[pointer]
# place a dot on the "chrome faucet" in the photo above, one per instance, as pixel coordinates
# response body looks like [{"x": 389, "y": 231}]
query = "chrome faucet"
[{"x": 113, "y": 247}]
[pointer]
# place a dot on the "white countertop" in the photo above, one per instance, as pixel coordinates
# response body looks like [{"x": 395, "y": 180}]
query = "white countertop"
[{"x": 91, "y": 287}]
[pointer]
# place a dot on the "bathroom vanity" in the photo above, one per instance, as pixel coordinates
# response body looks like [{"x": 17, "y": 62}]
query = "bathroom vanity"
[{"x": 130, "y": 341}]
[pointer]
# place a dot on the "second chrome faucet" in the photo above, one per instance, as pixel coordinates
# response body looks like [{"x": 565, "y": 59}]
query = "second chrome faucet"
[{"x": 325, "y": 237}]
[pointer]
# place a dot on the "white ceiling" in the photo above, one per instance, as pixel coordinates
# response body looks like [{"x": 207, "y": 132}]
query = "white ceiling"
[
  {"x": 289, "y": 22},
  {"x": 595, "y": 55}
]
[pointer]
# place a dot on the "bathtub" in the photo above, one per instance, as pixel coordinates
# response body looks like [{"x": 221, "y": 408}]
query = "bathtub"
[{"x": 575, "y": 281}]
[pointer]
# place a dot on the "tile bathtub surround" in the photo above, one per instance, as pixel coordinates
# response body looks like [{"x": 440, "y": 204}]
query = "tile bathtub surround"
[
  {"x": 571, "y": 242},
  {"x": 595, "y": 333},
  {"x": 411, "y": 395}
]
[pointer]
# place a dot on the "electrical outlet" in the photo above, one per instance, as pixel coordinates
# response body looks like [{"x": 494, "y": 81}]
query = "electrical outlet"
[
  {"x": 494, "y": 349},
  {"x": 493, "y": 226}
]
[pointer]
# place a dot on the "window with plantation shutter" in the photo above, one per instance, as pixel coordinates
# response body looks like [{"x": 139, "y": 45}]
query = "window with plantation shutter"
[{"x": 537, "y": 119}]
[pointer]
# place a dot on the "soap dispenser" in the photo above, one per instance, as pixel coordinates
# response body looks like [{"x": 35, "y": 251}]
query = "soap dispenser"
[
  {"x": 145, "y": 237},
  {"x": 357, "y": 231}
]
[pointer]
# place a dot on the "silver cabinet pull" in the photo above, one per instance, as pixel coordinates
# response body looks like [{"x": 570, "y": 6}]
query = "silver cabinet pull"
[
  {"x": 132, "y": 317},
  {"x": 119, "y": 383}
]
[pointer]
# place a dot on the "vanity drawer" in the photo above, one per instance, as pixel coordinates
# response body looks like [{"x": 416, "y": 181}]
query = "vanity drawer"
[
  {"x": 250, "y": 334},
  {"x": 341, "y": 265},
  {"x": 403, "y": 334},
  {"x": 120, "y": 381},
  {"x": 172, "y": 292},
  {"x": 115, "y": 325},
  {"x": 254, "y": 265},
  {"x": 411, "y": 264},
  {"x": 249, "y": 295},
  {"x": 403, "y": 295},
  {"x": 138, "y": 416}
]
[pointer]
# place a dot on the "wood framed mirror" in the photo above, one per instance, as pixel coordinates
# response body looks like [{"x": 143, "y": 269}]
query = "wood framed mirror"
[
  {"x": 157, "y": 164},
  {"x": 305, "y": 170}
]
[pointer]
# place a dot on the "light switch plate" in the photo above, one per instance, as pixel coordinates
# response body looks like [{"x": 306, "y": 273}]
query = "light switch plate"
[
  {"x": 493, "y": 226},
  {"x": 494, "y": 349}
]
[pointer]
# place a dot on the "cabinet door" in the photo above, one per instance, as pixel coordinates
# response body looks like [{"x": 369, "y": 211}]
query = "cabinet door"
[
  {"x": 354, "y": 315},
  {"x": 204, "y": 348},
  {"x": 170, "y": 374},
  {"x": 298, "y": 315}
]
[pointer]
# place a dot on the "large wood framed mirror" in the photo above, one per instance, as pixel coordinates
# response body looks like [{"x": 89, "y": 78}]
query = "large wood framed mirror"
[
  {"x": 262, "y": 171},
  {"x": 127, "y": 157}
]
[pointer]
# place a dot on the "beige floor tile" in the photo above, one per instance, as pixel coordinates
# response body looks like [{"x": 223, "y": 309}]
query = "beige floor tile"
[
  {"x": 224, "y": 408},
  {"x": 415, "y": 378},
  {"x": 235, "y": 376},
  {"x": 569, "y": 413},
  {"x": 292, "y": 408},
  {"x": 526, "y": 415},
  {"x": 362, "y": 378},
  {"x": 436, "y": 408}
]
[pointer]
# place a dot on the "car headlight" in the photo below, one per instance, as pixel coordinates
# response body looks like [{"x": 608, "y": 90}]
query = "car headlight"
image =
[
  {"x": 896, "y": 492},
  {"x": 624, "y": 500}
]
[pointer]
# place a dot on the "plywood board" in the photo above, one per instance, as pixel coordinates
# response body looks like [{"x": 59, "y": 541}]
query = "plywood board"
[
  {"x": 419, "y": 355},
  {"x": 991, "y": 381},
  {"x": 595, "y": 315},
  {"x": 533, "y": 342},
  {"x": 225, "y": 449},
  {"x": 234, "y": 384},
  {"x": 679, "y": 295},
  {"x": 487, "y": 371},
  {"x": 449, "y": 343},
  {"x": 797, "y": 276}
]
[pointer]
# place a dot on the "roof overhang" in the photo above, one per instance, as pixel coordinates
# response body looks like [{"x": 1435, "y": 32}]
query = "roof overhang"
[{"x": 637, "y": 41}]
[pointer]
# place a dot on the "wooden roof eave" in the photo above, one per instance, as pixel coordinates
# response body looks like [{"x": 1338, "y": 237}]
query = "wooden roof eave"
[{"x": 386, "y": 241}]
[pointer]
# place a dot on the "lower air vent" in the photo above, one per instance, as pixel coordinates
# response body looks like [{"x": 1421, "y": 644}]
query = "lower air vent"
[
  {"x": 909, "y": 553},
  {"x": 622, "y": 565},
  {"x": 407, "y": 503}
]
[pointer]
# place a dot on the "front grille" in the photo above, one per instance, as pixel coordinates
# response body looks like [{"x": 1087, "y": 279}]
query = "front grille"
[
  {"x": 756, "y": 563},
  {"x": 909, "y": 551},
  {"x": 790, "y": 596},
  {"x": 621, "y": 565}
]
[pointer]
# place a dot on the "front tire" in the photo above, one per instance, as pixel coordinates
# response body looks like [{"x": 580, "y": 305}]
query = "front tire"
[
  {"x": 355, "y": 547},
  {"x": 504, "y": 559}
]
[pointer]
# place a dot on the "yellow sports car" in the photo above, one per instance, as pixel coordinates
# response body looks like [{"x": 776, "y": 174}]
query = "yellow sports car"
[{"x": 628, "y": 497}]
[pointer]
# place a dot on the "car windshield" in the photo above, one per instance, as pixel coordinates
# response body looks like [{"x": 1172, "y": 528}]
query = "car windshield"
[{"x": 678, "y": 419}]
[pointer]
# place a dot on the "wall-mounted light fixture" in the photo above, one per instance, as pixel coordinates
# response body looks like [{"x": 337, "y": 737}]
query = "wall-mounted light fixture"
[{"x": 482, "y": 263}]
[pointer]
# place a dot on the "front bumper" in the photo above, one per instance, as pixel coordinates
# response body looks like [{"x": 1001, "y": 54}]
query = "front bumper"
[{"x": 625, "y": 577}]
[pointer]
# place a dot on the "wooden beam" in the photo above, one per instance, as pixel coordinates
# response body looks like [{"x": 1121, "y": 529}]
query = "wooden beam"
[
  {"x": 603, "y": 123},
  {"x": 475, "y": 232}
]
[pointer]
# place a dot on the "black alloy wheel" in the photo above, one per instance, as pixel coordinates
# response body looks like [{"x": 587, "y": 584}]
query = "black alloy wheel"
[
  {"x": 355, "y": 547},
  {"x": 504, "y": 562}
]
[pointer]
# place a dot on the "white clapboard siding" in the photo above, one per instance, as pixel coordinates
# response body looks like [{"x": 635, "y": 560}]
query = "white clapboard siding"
####
→ WHAT YOU HAVE TO DO: Only a number belongs in the answer: the number of lines in the preceding data that hold "clapboard".

→ FINISHED EXERCISE: 2